§ Exercises to complete
**a.** In the piece about Colin McGinn's proposal to rename philosophy, what is his preferred new name for the field?
**b.** Continue the piece on Colin McGinn's proposal to rename philosophy, starting after its last sentence.

§ Document segment
::::

Commenters, bloggers, and Twitterers are having great sport with the philosopher Colin McGinn's proposal to rename his field, following the physicists, chemists, and biologists who emerged from the discipline as independent scientific disciplines. I suspect most have overlooked the tongue-in-cheek nature of the piece as I read it.
Why do I think he's pulling our leg? I'm sure he is aware that philosophy has been gaining rather than losing in stature, as I suggested here. Consider his preferred expression Ontics, a professor thereof being an onticist. Doesn't that sound like something out of Portnoy's Complaint? Another expression he favors, Beology, is so Anglocentric, unlike the present Greek-derived word, that Germans might need to translate it as the study of the field of existence, or Seinfeld.

::::

§ Available data

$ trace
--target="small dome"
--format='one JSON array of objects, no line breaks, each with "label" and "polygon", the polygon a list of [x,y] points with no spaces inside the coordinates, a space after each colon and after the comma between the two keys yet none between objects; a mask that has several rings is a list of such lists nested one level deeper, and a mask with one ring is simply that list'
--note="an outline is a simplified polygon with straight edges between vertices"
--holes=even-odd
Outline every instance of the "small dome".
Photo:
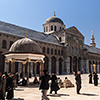
[{"label": "small dome", "polygon": [[29,39],[29,38],[23,38],[19,39],[16,42],[14,42],[9,49],[10,52],[29,52],[29,53],[42,53],[41,48],[39,45]]},{"label": "small dome", "polygon": [[63,21],[60,18],[56,17],[56,16],[48,18],[45,21],[45,23],[48,23],[48,22],[58,22],[58,23],[64,24]]}]

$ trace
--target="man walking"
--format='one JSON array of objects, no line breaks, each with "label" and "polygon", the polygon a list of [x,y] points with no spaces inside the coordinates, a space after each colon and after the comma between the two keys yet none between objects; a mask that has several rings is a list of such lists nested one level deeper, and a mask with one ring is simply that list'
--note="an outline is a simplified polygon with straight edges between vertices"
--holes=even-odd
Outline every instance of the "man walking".
[{"label": "man walking", "polygon": [[43,70],[42,76],[40,77],[41,84],[40,84],[40,89],[42,89],[42,99],[41,100],[50,100],[47,97],[47,91],[49,89],[49,80],[50,76],[47,74],[46,70]]},{"label": "man walking", "polygon": [[76,80],[76,90],[77,90],[77,94],[80,94],[80,89],[81,89],[81,76],[80,76],[81,72],[78,71],[75,80]]}]

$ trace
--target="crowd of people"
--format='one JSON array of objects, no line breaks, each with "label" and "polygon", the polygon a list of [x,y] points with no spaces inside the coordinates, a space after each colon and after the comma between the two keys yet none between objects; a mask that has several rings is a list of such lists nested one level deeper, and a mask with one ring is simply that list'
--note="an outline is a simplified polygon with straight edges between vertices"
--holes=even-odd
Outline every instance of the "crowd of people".
[{"label": "crowd of people", "polygon": [[[14,86],[15,82],[17,84],[17,81],[15,81],[15,77],[17,80],[17,73],[15,74],[8,74],[4,73],[2,74],[0,72],[0,100],[5,100],[6,99],[10,100],[14,97]],[[6,95],[7,93],[7,95]]]},{"label": "crowd of people", "polygon": [[[77,94],[80,94],[81,89],[81,72],[78,71],[77,73],[74,73],[75,80],[76,80],[76,92]],[[21,81],[20,81],[21,78]],[[22,73],[20,73],[20,78],[18,75],[18,72],[16,73],[1,73],[0,72],[0,100],[6,99],[10,100],[14,97],[14,89],[19,86],[26,86],[27,80],[25,78],[22,78]],[[92,84],[92,80],[94,80],[94,86],[98,85],[98,75],[97,73],[93,72],[89,74],[89,84]],[[57,76],[52,73],[52,76],[49,75],[49,73],[46,70],[43,70],[42,76],[40,76],[39,81],[37,77],[34,78],[33,84],[40,84],[39,89],[42,90],[42,100],[50,100],[47,97],[47,91],[49,89],[49,81],[51,80],[51,86],[50,86],[50,94],[54,91],[55,94],[57,94],[57,91],[62,88],[68,88],[68,87],[74,87],[74,84],[65,77],[64,81],[60,79],[60,77],[57,78]]]},{"label": "crowd of people", "polygon": [[54,91],[55,94],[57,94],[57,91],[61,88],[61,87],[74,87],[74,84],[71,83],[71,81],[69,79],[67,79],[67,77],[65,77],[64,82],[62,82],[62,80],[60,79],[60,77],[57,78],[57,76],[52,73],[52,76],[50,77],[50,75],[48,74],[48,72],[46,70],[43,70],[42,72],[42,76],[40,77],[40,87],[39,89],[42,90],[42,100],[50,100],[47,97],[47,91],[49,89],[49,80],[51,80],[51,86],[50,86],[50,94],[52,94],[52,92]]},{"label": "crowd of people", "polygon": [[98,75],[97,73],[93,72],[93,73],[89,73],[89,84],[92,84],[92,80],[94,80],[94,86],[98,85]]},{"label": "crowd of people", "polygon": [[[21,74],[20,74],[21,76]],[[14,97],[14,89],[18,85],[26,85],[26,80],[22,79],[19,82],[18,72],[16,73],[1,73],[0,72],[0,100],[11,100]]]},{"label": "crowd of people", "polygon": [[[81,84],[81,72],[78,71],[77,73],[74,72],[75,75],[75,80],[76,80],[76,92],[77,94],[80,94],[80,90],[82,88]],[[90,72],[89,74],[89,83],[92,83],[92,79],[94,79],[94,86],[98,85],[98,75],[97,73],[93,72],[93,74]],[[48,73],[46,72],[46,70],[44,70],[42,72],[42,76],[40,77],[40,88],[42,89],[42,100],[50,100],[47,97],[47,91],[49,89],[49,80],[51,80],[51,88],[50,88],[50,94],[54,91],[55,94],[57,94],[57,91],[62,88],[62,87],[74,87],[74,84],[72,84],[72,82],[65,77],[64,82],[62,82],[62,80],[60,79],[60,77],[56,77],[56,75],[54,73],[52,73],[52,76],[50,77],[50,75],[48,75]]]}]

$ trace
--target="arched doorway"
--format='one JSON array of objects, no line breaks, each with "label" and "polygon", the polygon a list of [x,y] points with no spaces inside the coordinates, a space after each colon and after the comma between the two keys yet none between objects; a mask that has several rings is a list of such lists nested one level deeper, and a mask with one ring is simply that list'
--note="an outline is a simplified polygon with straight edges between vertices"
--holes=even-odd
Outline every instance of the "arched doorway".
[{"label": "arched doorway", "polygon": [[81,71],[81,58],[78,59],[78,71]]},{"label": "arched doorway", "polygon": [[73,71],[77,73],[77,57],[73,58]]},{"label": "arched doorway", "polygon": [[48,68],[48,66],[49,66],[49,59],[48,59],[48,57],[45,57],[44,61],[45,61],[44,62],[44,69],[48,71],[49,70],[49,68]]},{"label": "arched doorway", "polygon": [[72,74],[72,71],[73,71],[73,69],[72,69],[72,57],[69,56],[69,58],[70,58],[70,74]]},{"label": "arched doorway", "polygon": [[0,71],[4,72],[5,56],[2,55],[3,52],[0,51]]},{"label": "arched doorway", "polygon": [[51,70],[52,70],[52,73],[56,73],[56,58],[55,57],[51,58]]},{"label": "arched doorway", "polygon": [[62,74],[62,58],[59,58],[59,74]]}]

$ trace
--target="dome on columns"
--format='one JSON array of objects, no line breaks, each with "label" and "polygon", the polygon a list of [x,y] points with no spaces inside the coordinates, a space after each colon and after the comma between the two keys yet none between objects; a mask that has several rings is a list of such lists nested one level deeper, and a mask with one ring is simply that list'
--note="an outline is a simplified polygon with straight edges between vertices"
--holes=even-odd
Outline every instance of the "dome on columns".
[{"label": "dome on columns", "polygon": [[9,49],[9,52],[42,53],[42,50],[35,41],[29,38],[23,38],[14,42]]},{"label": "dome on columns", "polygon": [[60,18],[56,17],[55,12],[54,12],[54,16],[48,18],[45,21],[45,23],[49,23],[49,22],[58,22],[58,23],[64,24],[63,21]]}]

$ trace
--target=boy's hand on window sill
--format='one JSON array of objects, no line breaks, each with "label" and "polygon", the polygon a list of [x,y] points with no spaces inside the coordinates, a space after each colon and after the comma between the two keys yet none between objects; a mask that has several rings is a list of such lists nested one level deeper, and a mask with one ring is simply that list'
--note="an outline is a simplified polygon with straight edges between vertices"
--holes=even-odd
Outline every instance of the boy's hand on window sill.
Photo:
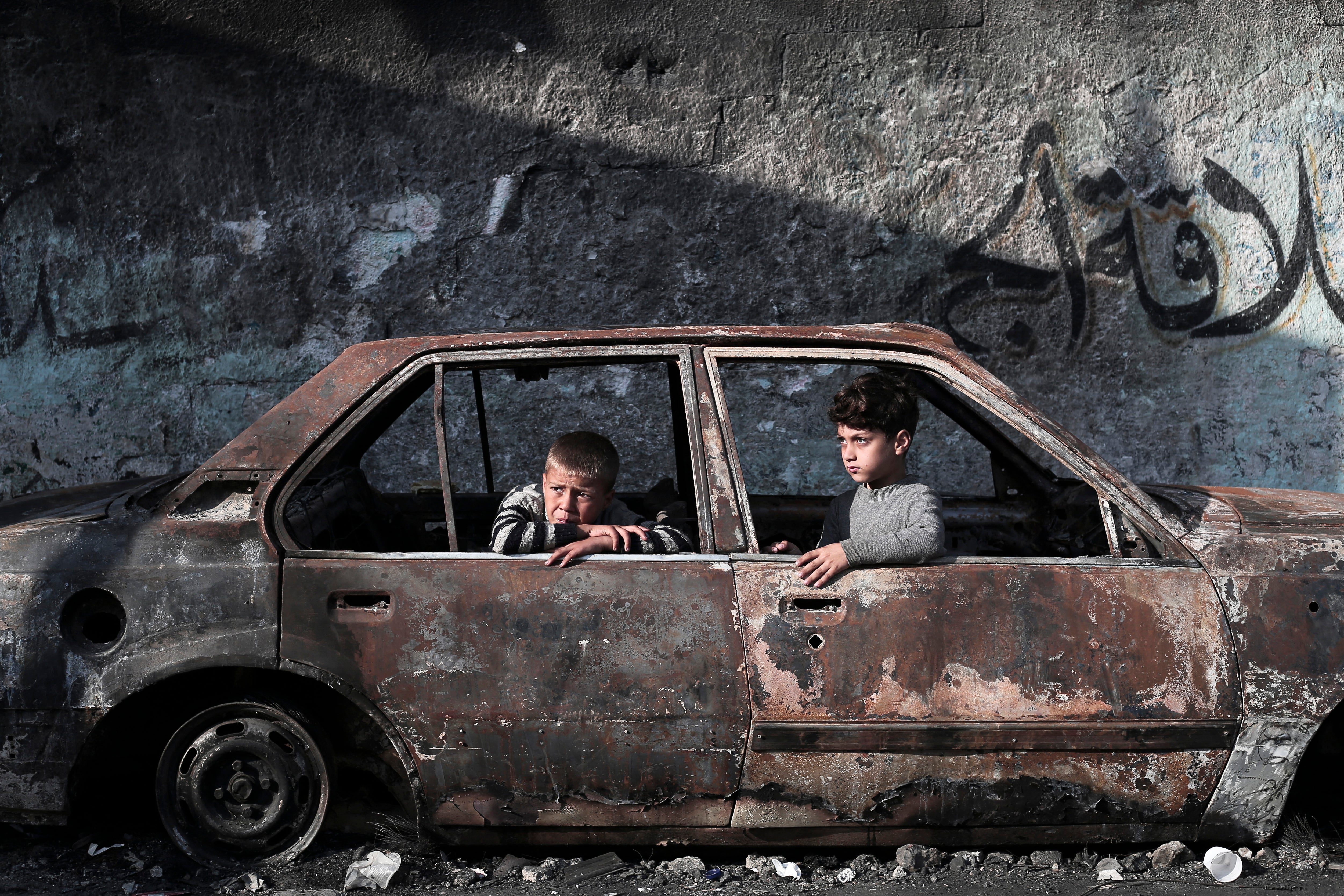
[{"label": "boy's hand on window sill", "polygon": [[[613,551],[629,551],[634,547],[634,539],[648,540],[649,531],[642,525],[598,525],[595,523],[579,523],[579,532],[594,537],[612,539]],[[621,547],[616,547],[621,545]],[[566,545],[569,547],[569,545]],[[589,551],[589,553],[597,553],[597,551]]]},{"label": "boy's hand on window sill", "polygon": [[831,579],[849,568],[849,557],[844,555],[840,543],[828,544],[816,551],[808,551],[794,562],[798,575],[809,588],[820,588]]},{"label": "boy's hand on window sill", "polygon": [[570,560],[577,560],[589,553],[613,553],[616,549],[616,540],[612,536],[594,535],[555,548],[551,556],[546,557],[546,566],[567,566]]}]

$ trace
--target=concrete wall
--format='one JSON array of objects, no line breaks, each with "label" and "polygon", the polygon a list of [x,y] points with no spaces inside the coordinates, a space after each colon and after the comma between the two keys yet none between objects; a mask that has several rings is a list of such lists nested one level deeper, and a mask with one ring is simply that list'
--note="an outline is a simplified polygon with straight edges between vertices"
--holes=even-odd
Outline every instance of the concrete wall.
[{"label": "concrete wall", "polygon": [[1337,490],[1344,3],[0,12],[0,497],[345,345],[917,320],[1141,480]]}]

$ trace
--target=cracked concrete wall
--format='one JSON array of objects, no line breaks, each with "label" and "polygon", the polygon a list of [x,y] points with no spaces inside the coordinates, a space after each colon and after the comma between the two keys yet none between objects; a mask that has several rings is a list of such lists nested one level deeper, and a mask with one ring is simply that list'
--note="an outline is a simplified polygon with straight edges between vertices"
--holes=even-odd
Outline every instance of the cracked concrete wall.
[{"label": "cracked concrete wall", "polygon": [[1339,0],[15,3],[0,497],[345,345],[915,320],[1140,480],[1337,490]]}]

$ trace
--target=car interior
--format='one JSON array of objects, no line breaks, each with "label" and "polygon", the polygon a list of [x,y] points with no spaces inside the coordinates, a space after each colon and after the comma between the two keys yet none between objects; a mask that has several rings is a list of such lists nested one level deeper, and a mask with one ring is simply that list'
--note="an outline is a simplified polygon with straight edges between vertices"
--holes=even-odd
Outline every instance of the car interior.
[{"label": "car interior", "polygon": [[[367,414],[290,494],[284,517],[306,549],[453,549],[439,474],[441,392],[457,551],[488,552],[505,493],[540,480],[550,443],[574,430],[621,453],[616,497],[698,545],[691,446],[676,361],[548,361],[422,368]],[[660,517],[661,514],[661,517]]]},{"label": "car interior", "polygon": [[[762,551],[784,540],[804,551],[816,547],[832,497],[855,486],[839,462],[827,407],[840,386],[884,369],[903,376],[922,399],[909,469],[942,497],[948,555],[1110,555],[1091,486],[927,373],[844,361],[723,363],[719,369]],[[809,439],[810,450],[798,447]],[[825,451],[833,459],[821,467],[823,474],[809,477],[816,469],[813,457]],[[1157,556],[1134,528],[1126,525],[1124,533],[1128,556]]]},{"label": "car interior", "polygon": [[[814,547],[831,500],[853,488],[825,411],[840,386],[872,369],[903,376],[921,398],[910,470],[942,496],[948,555],[1110,555],[1095,490],[934,376],[844,361],[723,363],[759,549],[784,540]],[[297,544],[378,553],[454,549],[435,438],[442,426],[457,551],[489,551],[504,494],[536,482],[550,442],[578,429],[602,433],[621,451],[617,497],[648,519],[661,513],[699,549],[676,361],[445,367],[441,376],[435,386],[435,368],[423,367],[294,489],[284,516]],[[1118,535],[1126,556],[1159,556],[1124,519]]]}]

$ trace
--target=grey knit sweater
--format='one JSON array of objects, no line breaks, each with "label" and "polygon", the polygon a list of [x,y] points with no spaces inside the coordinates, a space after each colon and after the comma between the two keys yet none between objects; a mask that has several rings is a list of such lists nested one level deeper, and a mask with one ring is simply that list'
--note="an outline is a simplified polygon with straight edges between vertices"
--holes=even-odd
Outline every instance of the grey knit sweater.
[{"label": "grey knit sweater", "polygon": [[840,543],[849,566],[909,566],[942,556],[942,498],[915,477],[860,485],[827,510],[817,547]]}]

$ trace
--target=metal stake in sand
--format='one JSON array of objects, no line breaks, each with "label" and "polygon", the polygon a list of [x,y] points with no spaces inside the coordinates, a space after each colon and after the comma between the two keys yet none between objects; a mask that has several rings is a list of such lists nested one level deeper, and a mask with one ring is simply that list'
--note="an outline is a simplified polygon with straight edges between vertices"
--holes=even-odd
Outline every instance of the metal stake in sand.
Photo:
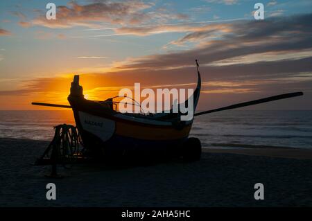
[{"label": "metal stake in sand", "polygon": [[46,177],[61,178],[57,173],[57,164],[73,163],[81,156],[78,153],[80,136],[77,127],[73,125],[62,124],[54,128],[55,132],[52,141],[35,164],[51,165],[51,173]]}]

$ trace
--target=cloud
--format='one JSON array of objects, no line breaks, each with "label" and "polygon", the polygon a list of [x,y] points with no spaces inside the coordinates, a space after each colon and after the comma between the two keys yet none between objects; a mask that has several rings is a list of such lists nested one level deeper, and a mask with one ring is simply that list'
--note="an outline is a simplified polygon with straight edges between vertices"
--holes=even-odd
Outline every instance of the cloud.
[{"label": "cloud", "polygon": [[98,58],[107,58],[107,57],[102,56],[80,56],[77,57],[78,59],[98,59]]},{"label": "cloud", "polygon": [[48,20],[45,15],[33,19],[34,25],[49,28],[70,28],[76,26],[100,27],[103,23],[133,25],[148,22],[165,22],[169,19],[186,19],[188,16],[171,13],[164,8],[151,10],[153,3],[138,0],[125,1],[96,1],[80,5],[70,1],[57,7],[56,19]]},{"label": "cloud", "polygon": [[19,25],[23,28],[28,28],[31,26],[31,24],[27,21],[19,21]]},{"label": "cloud", "polygon": [[[196,22],[180,22],[165,24],[141,25],[137,26],[121,27],[121,28],[104,28],[98,29],[90,29],[89,30],[112,30],[113,34],[96,35],[89,37],[101,37],[116,35],[136,35],[148,36],[150,35],[165,33],[194,33],[211,31],[214,29],[216,32],[228,31],[227,27],[229,27],[229,24],[226,22],[233,22],[241,21],[243,19],[224,19],[202,21]],[[173,43],[175,42],[173,41]]]},{"label": "cloud", "polygon": [[269,1],[269,2],[266,4],[266,6],[275,6],[277,3],[277,1]]},{"label": "cloud", "polygon": [[6,30],[0,28],[0,36],[9,36],[12,35],[12,33]]},{"label": "cloud", "polygon": [[234,5],[239,2],[239,0],[206,0],[208,3],[224,3],[225,5]]},{"label": "cloud", "polygon": [[[189,31],[176,41],[196,42],[193,48],[129,58],[113,64],[110,71],[82,75],[81,84],[85,85],[84,89],[94,93],[92,98],[103,100],[111,95],[108,92],[112,88],[134,82],[140,82],[142,87],[192,87],[196,82],[194,60],[198,59],[203,82],[200,108],[295,91],[303,91],[305,96],[291,106],[312,108],[311,20],[312,14],[306,14],[264,21],[184,24]],[[166,28],[177,30],[182,27]],[[146,28],[155,31],[159,28],[140,28],[135,32],[143,33]],[[218,38],[211,37],[216,34]],[[19,90],[2,91],[0,95],[46,92],[57,100],[59,94],[55,93],[68,94],[71,80],[71,77],[35,79]]]}]

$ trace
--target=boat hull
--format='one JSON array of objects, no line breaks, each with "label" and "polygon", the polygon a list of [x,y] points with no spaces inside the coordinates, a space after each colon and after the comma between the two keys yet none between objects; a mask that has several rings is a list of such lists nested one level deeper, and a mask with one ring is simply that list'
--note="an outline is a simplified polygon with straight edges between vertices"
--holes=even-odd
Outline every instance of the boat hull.
[{"label": "boat hull", "polygon": [[84,147],[106,156],[167,154],[179,151],[193,123],[177,125],[122,114],[84,98],[69,97],[69,100]]}]

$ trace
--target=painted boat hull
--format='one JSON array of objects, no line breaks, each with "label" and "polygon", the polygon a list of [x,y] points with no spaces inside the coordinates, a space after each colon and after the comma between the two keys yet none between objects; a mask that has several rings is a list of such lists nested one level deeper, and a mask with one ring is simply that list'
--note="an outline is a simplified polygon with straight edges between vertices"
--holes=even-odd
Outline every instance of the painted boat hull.
[{"label": "painted boat hull", "polygon": [[69,96],[83,145],[106,156],[154,155],[178,151],[187,139],[193,121],[172,122],[133,117],[110,106]]}]

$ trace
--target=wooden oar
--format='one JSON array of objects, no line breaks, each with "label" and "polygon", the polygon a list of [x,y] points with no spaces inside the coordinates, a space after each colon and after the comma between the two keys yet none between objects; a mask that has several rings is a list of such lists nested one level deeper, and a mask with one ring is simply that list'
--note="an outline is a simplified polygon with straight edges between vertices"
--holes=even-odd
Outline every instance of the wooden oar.
[{"label": "wooden oar", "polygon": [[223,110],[226,110],[226,109],[235,109],[235,108],[239,108],[239,107],[242,107],[254,105],[258,105],[258,104],[261,104],[263,103],[266,103],[266,102],[270,102],[270,101],[273,101],[273,100],[281,100],[281,99],[285,99],[285,98],[289,98],[296,97],[296,96],[302,96],[302,95],[303,95],[302,92],[295,92],[295,93],[279,94],[279,95],[273,96],[271,97],[268,97],[268,98],[262,98],[262,99],[258,99],[258,100],[251,100],[251,101],[248,101],[248,102],[244,102],[244,103],[238,103],[236,105],[229,105],[229,106],[227,106],[227,107],[223,107],[217,108],[217,109],[213,109],[207,110],[205,112],[196,113],[196,114],[194,114],[194,116],[206,114],[210,114],[210,113],[216,112],[220,112],[220,111],[223,111]]},{"label": "wooden oar", "polygon": [[33,102],[31,104],[33,105],[38,105],[38,106],[55,107],[62,107],[62,108],[71,108],[71,106],[70,106],[70,105],[48,104],[48,103],[46,103]]}]

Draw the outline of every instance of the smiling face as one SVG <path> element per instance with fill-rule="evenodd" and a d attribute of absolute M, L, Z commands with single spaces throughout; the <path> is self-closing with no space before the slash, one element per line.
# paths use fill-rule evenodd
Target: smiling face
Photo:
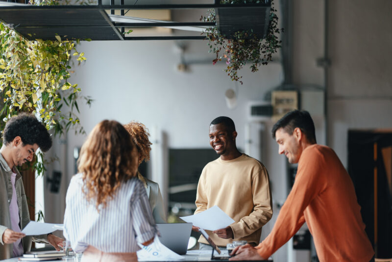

::::

§ Answer list
**a.** Ontics, with a professor of it called an onticist.

**b.**
Distinguished philosophers make such proposals when they get bored. Daniel Dennett must have been sincere about proposing "brights" (by analogy to "gays") as a new term for nonbelievers, but I suspect he realized that even many skeptics, like Chris Mooney, would reject the idea. But he did succeed in making his (valid) point that while the mainstream is becoming more tolerant in sexual and gender matters, atheists are still fair game politically.
McGinn's blog post is obviously an invitation to other humanities fields to rebrand themselves as well. My own, History, could emerge as, for example, Retrodictive Heuristics. And departments of religion could change their names to Non-Bright Studies.